◆ What to work on ◆
Pick up the article below on Netflix's Headroom and the token costs of AI agents, continuing after its final sentence.

◆ Page text ◆

==============================

The Token Problem With AI Agents
Every time an AI agent takes an action , runs a tool, reads a file, queries a database , the result gets stuffed into the context window. That context window is what you pay for, especially at higher model tiers like Opus or GPT-5.
Most of what goes in is noise. A bash command that reads a server log file returns thousands of lines. The agent needs to find the error message. It does not need every INFO log from the last 48 hours. But all of it lands in context and all of it costs tokens.
What Headroom Does
Netflix open-sourced Headroom, a tool that compresses everything your AI agent reads before it reaches the LLM. Tool call outputs. Code files. RAG results. Anything that comes back from an external source gets processed by Headroom first.
The compression is statistical. In a test with a server log file, Headroom removed 419 similar INFO logs and replaced them with a compressed summary. The model received the same answer. The token count dropped by 98%.
That is not a rounding error. A 98% reduction in context tokens means the same agent task costs roughly 2% of what it cost before.

==============================

◆ The data ◆
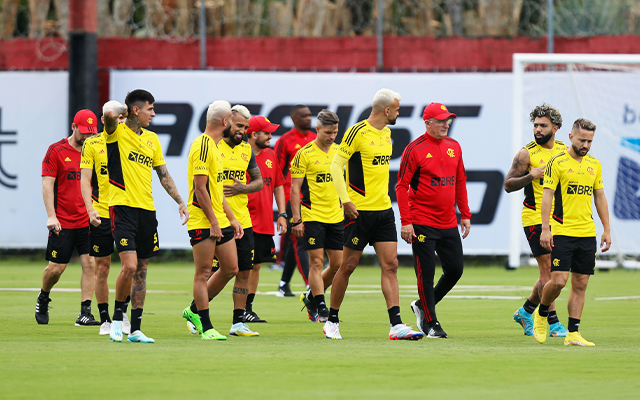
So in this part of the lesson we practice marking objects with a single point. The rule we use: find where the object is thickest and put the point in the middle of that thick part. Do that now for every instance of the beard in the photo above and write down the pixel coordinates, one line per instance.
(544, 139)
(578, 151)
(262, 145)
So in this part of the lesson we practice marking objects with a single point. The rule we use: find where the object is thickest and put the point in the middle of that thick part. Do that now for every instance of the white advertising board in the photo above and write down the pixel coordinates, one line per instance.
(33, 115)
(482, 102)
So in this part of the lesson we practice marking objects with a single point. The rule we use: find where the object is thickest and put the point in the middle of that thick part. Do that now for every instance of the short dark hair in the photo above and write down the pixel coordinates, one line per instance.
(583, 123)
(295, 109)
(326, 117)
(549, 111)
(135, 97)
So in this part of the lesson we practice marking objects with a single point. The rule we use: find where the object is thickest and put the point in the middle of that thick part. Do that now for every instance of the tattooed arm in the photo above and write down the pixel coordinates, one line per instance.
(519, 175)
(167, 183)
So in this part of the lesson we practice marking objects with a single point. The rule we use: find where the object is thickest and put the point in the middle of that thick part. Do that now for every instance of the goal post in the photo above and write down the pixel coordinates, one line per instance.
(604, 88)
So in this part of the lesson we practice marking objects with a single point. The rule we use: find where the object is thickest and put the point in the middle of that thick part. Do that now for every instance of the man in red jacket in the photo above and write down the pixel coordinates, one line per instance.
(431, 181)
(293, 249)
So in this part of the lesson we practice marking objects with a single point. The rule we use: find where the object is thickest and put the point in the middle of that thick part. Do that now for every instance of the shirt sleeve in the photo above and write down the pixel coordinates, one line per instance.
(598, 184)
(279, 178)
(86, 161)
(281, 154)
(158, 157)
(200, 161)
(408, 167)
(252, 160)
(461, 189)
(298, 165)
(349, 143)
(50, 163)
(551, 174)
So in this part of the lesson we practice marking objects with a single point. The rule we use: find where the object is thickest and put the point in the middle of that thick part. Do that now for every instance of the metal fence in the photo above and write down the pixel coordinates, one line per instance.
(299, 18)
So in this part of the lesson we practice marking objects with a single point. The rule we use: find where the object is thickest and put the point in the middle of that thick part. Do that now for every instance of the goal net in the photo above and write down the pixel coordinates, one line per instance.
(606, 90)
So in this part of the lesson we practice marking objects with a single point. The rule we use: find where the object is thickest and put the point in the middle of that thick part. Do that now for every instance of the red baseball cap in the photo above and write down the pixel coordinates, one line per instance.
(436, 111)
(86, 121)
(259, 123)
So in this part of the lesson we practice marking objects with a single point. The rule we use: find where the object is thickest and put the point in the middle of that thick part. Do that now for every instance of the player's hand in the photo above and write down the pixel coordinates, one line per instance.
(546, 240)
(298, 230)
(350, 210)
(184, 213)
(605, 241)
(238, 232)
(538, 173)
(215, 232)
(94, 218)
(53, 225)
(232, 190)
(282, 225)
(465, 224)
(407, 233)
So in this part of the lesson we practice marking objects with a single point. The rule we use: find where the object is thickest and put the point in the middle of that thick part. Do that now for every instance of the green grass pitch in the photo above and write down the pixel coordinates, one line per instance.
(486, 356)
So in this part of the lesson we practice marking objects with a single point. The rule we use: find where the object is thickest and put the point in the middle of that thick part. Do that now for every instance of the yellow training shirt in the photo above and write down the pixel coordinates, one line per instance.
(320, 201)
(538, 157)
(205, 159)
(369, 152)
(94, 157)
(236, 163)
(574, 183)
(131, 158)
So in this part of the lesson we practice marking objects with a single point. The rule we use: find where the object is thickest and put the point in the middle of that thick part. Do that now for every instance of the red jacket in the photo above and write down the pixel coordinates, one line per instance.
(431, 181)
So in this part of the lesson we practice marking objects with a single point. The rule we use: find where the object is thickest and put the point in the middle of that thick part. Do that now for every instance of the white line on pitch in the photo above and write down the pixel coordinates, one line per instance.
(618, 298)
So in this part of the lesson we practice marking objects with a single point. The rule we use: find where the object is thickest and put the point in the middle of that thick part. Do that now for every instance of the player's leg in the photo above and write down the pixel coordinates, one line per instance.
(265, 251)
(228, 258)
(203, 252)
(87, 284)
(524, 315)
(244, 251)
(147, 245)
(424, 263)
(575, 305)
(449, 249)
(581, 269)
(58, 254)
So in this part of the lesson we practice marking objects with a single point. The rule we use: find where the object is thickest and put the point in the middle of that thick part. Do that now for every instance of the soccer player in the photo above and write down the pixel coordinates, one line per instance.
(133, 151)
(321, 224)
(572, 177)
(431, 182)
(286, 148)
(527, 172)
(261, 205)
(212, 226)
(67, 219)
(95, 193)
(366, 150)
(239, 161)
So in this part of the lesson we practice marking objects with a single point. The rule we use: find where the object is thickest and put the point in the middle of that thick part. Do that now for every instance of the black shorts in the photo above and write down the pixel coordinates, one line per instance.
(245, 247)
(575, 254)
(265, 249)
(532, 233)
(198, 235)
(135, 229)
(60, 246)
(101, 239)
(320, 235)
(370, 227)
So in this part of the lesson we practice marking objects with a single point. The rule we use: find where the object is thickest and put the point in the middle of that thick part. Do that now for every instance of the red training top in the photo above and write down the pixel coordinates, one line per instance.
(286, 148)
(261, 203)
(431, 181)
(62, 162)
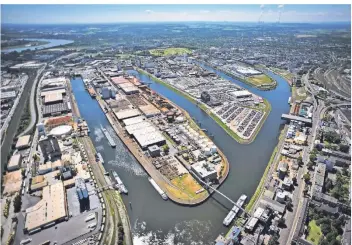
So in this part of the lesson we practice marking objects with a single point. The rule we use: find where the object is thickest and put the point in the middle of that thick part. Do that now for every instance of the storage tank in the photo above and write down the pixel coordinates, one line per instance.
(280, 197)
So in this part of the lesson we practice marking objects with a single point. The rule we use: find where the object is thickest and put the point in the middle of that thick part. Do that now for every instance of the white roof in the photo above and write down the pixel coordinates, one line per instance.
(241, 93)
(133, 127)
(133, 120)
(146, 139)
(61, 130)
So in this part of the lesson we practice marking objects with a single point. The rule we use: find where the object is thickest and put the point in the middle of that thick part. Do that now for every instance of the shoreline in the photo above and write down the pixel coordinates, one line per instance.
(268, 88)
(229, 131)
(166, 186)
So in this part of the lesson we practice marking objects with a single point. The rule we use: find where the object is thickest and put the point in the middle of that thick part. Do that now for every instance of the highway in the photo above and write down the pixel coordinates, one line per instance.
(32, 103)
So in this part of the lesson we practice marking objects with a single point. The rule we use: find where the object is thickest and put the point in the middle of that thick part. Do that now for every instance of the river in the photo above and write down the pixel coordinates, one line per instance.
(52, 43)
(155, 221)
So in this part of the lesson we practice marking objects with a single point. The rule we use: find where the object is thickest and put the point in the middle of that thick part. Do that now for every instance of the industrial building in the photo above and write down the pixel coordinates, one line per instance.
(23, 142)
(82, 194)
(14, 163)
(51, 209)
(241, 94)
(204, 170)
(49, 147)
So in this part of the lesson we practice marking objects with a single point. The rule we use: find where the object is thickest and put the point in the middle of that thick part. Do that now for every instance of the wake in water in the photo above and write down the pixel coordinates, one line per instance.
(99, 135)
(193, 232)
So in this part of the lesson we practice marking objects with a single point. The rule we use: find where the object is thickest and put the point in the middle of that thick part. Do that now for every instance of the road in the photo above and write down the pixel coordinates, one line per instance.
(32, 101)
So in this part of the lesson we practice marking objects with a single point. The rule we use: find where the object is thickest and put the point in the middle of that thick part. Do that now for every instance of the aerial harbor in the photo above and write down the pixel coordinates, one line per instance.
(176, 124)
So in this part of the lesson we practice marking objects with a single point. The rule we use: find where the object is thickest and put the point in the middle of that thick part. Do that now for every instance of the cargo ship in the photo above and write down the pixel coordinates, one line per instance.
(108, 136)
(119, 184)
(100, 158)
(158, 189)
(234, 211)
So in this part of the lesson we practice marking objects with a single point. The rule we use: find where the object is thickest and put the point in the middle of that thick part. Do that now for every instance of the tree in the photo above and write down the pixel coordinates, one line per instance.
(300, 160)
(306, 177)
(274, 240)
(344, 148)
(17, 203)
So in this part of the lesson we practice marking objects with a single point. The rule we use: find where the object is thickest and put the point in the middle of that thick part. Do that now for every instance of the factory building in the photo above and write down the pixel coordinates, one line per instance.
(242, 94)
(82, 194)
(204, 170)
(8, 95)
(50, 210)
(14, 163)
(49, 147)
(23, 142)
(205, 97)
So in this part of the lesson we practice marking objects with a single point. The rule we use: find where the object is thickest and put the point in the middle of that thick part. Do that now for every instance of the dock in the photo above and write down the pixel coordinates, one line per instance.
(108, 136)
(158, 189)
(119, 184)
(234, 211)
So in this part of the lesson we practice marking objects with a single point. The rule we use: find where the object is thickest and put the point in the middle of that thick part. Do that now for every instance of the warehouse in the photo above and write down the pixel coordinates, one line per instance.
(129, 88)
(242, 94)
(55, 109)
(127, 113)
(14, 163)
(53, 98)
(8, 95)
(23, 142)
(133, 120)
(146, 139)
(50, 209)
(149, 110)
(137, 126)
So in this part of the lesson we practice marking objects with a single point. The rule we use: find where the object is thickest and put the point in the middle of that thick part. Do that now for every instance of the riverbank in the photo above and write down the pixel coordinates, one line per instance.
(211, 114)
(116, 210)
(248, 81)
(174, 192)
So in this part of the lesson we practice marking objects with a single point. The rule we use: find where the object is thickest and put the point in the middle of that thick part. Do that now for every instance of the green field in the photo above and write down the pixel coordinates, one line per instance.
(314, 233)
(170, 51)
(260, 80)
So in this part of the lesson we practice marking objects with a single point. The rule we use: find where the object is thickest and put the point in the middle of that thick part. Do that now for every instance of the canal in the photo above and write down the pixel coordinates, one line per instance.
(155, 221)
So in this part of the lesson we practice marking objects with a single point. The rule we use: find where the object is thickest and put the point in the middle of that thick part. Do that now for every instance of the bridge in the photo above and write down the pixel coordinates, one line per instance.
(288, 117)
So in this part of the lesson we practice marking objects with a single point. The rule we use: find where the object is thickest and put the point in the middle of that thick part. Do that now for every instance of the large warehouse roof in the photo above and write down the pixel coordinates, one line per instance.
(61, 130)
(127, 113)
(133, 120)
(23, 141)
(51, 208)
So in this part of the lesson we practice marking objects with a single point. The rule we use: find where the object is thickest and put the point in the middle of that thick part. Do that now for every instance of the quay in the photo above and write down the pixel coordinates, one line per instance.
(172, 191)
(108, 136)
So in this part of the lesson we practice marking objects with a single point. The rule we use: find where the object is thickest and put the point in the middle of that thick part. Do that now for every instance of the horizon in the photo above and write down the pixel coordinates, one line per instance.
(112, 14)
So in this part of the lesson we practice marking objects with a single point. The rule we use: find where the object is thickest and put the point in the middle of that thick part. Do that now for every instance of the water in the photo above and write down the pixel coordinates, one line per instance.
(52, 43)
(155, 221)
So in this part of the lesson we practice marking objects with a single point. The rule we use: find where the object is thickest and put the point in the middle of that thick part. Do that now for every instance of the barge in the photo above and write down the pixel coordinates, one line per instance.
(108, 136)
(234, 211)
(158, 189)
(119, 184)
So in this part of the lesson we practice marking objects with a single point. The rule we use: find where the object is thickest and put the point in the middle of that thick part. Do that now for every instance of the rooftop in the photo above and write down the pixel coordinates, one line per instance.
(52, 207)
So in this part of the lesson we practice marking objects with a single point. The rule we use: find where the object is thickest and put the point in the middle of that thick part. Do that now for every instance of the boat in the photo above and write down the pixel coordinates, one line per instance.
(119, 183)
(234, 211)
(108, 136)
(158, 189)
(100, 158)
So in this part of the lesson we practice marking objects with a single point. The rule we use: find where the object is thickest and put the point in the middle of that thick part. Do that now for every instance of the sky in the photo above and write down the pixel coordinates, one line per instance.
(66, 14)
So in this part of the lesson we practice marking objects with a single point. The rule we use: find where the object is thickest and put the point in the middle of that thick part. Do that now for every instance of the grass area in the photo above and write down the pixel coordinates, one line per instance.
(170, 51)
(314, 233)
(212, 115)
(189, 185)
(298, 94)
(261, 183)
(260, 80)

==============================

◆ Exercise result ◆
The Reversible Part
The concern with compression is obvious: what if the compressed version loses something important? Headroom addresses this by making compression reversible. When it compresses a section, it stores a hash. If the model determines it needs the full version , for verification, for edge case handling, for any reason , it can request the original via the hash.
The model is not flying blind. It receives a compressed representation and knows it is compressed, with an explicit path back to the source. The default is compressed. The fallback is always available.
Why This Matters for Agent Economics
The cost curve of AI agent deployment has been a serious concern for anyone running agents at scale. Uber burned its annual AI budget in four months partly because token consumption from Claude Code scaled faster than projected. Enterprise teams at Fortune 500 companies are grappling with 150,000 agents burning tokens continuously.
A tool that compresses context by 60 to 98% depending on the content changes the economics of every one of those deployments. The same agent, the same task, a fraction of the cost.
Headroom is open source. It is not a product with a pricing tier. It is infrastructure that anyone building with AI agents can drop in today.